- YOUR TASK -
All of the entries below, duplicated exactly, make up the answer.

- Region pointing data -
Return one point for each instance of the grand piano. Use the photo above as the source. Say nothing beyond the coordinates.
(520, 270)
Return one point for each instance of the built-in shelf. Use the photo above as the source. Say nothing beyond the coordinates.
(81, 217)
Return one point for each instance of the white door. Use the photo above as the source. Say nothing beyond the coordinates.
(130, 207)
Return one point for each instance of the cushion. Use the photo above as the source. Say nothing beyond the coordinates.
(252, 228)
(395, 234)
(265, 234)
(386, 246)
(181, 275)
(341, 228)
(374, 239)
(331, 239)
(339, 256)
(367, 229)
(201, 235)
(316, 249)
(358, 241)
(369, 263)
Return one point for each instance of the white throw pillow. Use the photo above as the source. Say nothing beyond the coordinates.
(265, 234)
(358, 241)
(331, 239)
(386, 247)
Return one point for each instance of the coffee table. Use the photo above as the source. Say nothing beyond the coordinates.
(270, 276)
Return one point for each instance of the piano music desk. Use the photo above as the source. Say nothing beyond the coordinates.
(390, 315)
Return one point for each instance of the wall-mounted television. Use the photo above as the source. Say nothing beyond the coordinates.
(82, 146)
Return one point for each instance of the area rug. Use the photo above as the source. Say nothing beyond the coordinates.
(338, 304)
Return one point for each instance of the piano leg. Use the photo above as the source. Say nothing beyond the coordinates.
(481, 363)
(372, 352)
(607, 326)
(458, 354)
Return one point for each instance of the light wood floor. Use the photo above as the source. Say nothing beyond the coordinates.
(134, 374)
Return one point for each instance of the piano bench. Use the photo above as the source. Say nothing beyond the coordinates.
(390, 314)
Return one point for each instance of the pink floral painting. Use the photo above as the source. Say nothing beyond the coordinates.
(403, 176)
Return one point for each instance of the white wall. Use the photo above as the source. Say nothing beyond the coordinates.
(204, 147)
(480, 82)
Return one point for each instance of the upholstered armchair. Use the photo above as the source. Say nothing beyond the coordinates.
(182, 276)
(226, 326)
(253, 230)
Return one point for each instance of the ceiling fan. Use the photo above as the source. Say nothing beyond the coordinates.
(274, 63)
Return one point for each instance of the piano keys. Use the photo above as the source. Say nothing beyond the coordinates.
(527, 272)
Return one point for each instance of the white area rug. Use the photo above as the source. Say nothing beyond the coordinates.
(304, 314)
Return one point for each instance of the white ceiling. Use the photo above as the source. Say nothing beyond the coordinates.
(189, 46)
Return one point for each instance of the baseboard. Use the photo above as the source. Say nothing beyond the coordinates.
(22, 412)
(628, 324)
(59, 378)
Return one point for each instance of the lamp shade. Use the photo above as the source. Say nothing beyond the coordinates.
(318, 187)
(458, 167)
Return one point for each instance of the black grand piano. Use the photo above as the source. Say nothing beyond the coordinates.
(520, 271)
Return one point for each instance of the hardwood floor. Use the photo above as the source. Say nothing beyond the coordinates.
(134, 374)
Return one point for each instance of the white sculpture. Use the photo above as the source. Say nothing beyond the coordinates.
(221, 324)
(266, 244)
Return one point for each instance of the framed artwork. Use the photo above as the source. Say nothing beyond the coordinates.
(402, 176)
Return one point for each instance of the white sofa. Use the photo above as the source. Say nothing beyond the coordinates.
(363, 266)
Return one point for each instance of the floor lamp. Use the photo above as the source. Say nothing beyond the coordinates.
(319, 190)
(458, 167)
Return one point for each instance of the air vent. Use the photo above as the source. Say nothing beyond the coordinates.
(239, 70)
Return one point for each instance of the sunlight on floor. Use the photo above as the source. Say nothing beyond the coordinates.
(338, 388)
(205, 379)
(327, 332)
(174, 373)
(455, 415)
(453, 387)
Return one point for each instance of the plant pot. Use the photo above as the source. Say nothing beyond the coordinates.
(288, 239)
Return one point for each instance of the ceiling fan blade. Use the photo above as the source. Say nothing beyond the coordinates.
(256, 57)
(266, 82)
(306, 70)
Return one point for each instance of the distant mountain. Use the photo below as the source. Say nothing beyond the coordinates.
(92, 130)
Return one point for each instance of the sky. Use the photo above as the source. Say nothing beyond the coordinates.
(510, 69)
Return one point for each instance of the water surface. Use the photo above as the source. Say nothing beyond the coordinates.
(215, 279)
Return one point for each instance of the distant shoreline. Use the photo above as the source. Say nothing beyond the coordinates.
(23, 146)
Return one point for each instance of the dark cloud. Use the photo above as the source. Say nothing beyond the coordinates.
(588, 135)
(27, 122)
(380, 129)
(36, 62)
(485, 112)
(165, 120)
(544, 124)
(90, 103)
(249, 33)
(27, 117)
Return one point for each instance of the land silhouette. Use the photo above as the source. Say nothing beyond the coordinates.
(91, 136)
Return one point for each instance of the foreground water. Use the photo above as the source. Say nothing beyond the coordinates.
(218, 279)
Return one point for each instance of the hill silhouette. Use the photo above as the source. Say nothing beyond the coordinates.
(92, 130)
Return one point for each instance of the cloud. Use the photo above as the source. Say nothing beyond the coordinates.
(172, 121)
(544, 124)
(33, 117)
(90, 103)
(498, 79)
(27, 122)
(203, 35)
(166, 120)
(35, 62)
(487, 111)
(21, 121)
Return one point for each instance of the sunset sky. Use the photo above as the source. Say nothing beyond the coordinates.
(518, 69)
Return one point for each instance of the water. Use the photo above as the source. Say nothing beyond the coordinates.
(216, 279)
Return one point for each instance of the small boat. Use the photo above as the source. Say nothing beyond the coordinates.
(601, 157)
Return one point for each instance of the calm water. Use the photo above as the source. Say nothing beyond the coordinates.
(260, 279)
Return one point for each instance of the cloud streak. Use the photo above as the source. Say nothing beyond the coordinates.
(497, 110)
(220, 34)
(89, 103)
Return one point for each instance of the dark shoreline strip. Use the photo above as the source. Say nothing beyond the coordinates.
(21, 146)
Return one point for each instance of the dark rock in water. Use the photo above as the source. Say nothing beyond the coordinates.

- ANSWER TO THE EXERCISE -
Return one point for each instance of the grand piano. Use the photo above as the source. Say nothing beyond the coordinates.
(520, 270)
Return one point for each instance of the built-in shelf. Use the photo above as the source. Say nothing beyond the coordinates.
(81, 217)
Return one point for each instance of the white door. Use the photo above as the source. Say nothing beyond the coordinates.
(130, 207)
Return one point for each instance of the cushion. Use the photo above as the source. Say nothing beyond the coordinates.
(252, 228)
(395, 234)
(265, 234)
(386, 246)
(181, 275)
(341, 228)
(374, 239)
(331, 239)
(339, 256)
(367, 229)
(201, 235)
(316, 249)
(358, 241)
(369, 263)
Return one point for each instance of the white throw pillow. Use the photo above as the source. Say nothing beyond the coordinates.
(265, 234)
(358, 241)
(331, 239)
(386, 247)
Return one point for each instance of the coffee table. Use the photo above as the source. Say nothing beyond the coordinates.
(270, 276)
Return one point for each instance of the piano music desk. Use the photo above as the source. Say nothing beyond the coordinates.
(390, 315)
Return one point for each instance of the wall-mounted television. Use the photo above as the source. Say nothing beyond the coordinates.
(82, 146)
Return one point for each instance of the area rug. Use the photo above as the source. Say nothing beyond the coordinates.
(338, 304)
Return one point for each instance of the piano leg. Use the photo above as the source. Say nothing beyond the coordinates.
(481, 363)
(372, 352)
(607, 326)
(458, 354)
Return one point for each instance of the light wood floor. Use the photo above as the source. Say nothing beyond the coordinates.
(134, 374)
Return one point for each instance of the piano bench. Use the photo above as the source. Say nothing beyond the coordinates.
(390, 314)
Return one point for each instance of the pink floral painting. Use the photo above as the source. Say nothing beyond the coordinates.
(403, 176)
Return one point for each instance of the white wall. Use the photo above as the source. Say nothing beyond the coordinates.
(204, 147)
(480, 82)
Return one point for each instance of the upholstered armchair. Use the photo above as the source. Say nothing beyond the coordinates.
(182, 276)
(226, 326)
(253, 230)
Return one point for each instance of the ceiling fan. Use the photo above as the source. Say nothing beyond the coordinates.
(274, 63)
Return one point for each instance of the piano keys. Use the photo above as the source. Say nothing beyond the coordinates.
(527, 272)
Return one point for each instance of the white area rug. Use the photo above as the source. Say nothing beyond the coordinates.
(304, 314)
Return one point for each instance of the white ceiling. Use the photo above as the source. Say nothing beyond the coordinates.
(189, 46)
Return one point for each instance of the baseboard. Use the photo above as the source. Say nothing beyond the coordinates.
(22, 412)
(628, 324)
(59, 378)
Return one point for each instance of the lamp shade. Use the photo above as the source. Say nothing beyond the coordinates.
(318, 187)
(458, 167)
Return one point for each instance of the black grand piano. Use the photo above as the source. Say nothing beyond the coordinates.
(520, 271)
Return one point for each instance of the hardwood floor. Use the photo above as the source. Say nothing beyond the coordinates.
(134, 374)
Return one point for each instance of the white sculpture. Use the photo above as the source. Say nothing beyond the coordinates.
(221, 324)
(266, 244)
Return one point for each instance of the framed artwork. Use the photo above as the source. Say nothing beyond the coordinates.
(402, 176)
Return one point for each instance of the white sofa. Use the photo above as the source. Say nothing beyond the coordinates.
(363, 266)
Return one point for each instance of the floor lamp. Use the photo above as the source. Say nothing beyond the coordinates.
(319, 190)
(458, 167)
Return one point for each instance of the air vent. Use the photo above as the source. Say nothing beyond the coordinates.
(239, 70)
Return one point for each instance of the sunlight on floor. Use the photo above as the source. Say nothing beyond the coordinates.
(338, 388)
(205, 379)
(327, 332)
(174, 373)
(455, 415)
(453, 387)
Return one point for each instance of the plant pot. Use the photo above as the source. Say nothing beyond the coordinates.
(288, 239)
Return one point for each instance of the ceiling fan blade. Use the photo above as the source. Say nothing beyond the coordinates.
(256, 57)
(266, 82)
(306, 70)
Return one point for each instance of the distant mountain. Use the photo below as the source. Say nothing beyond the coordinates.
(92, 130)
Return one point for each instance of the sky. Use the photo above as the source. Say nothing beyond the coordinates.
(510, 69)
Return one point for each instance of the water surface. Use the photo above as the source. Say nothing beyond the coordinates.
(215, 279)
Return one point for each instance of the distant shoreline. Use the photo above as the source. Say nothing beyond the coordinates.
(23, 146)
Return one point for each instance of the dark cloud. Use the photo above as the source. Say nothing beyond the coordinates.
(588, 135)
(27, 122)
(380, 129)
(36, 62)
(485, 112)
(165, 120)
(544, 124)
(90, 103)
(249, 33)
(27, 117)
Return one point for each instance of the land silhouette. Use the photo above as the source. Say nothing beyond the coordinates.
(91, 136)
Return one point for each instance of the foreground water. Use the photo above as the source. Say nothing beyond the coordinates.
(218, 279)
Return one point for each instance of the hill silhouette. Use the photo above as the source. Say nothing beyond the coordinates.
(92, 130)
Return one point for each instance of the cloud. Use the photo above as the source. Say nothing beyond the coordinates.
(172, 121)
(544, 124)
(33, 117)
(90, 103)
(498, 79)
(27, 122)
(203, 35)
(166, 120)
(35, 62)
(487, 111)
(21, 121)
Return one point for each instance of the sunset sky. Use the photo above as the source. Say nothing beyond the coordinates.
(518, 69)
Return one point for each instance of the water. Use the photo above as the source. Say nothing beyond the coordinates.
(216, 279)
Return one point for each instance of the small boat. Use the photo above as the source. Say nothing beyond the coordinates.
(601, 157)
Return one point for each instance of the calm water. Use the photo above as the source. Say nothing beyond the coordinates.
(260, 279)
Return one point for each instance of the cloud streak. Use the photo above as the source. Say nothing beyond the coordinates.
(497, 110)
(220, 34)
(89, 103)
Return one point for each instance of the dark shoreline strip. Use the photo above as the source. Say nothing beyond the coordinates.
(21, 146)
Return one point for each instance of the dark rock in water. Use the photo above as the source. Say nothing beyond the coordinates.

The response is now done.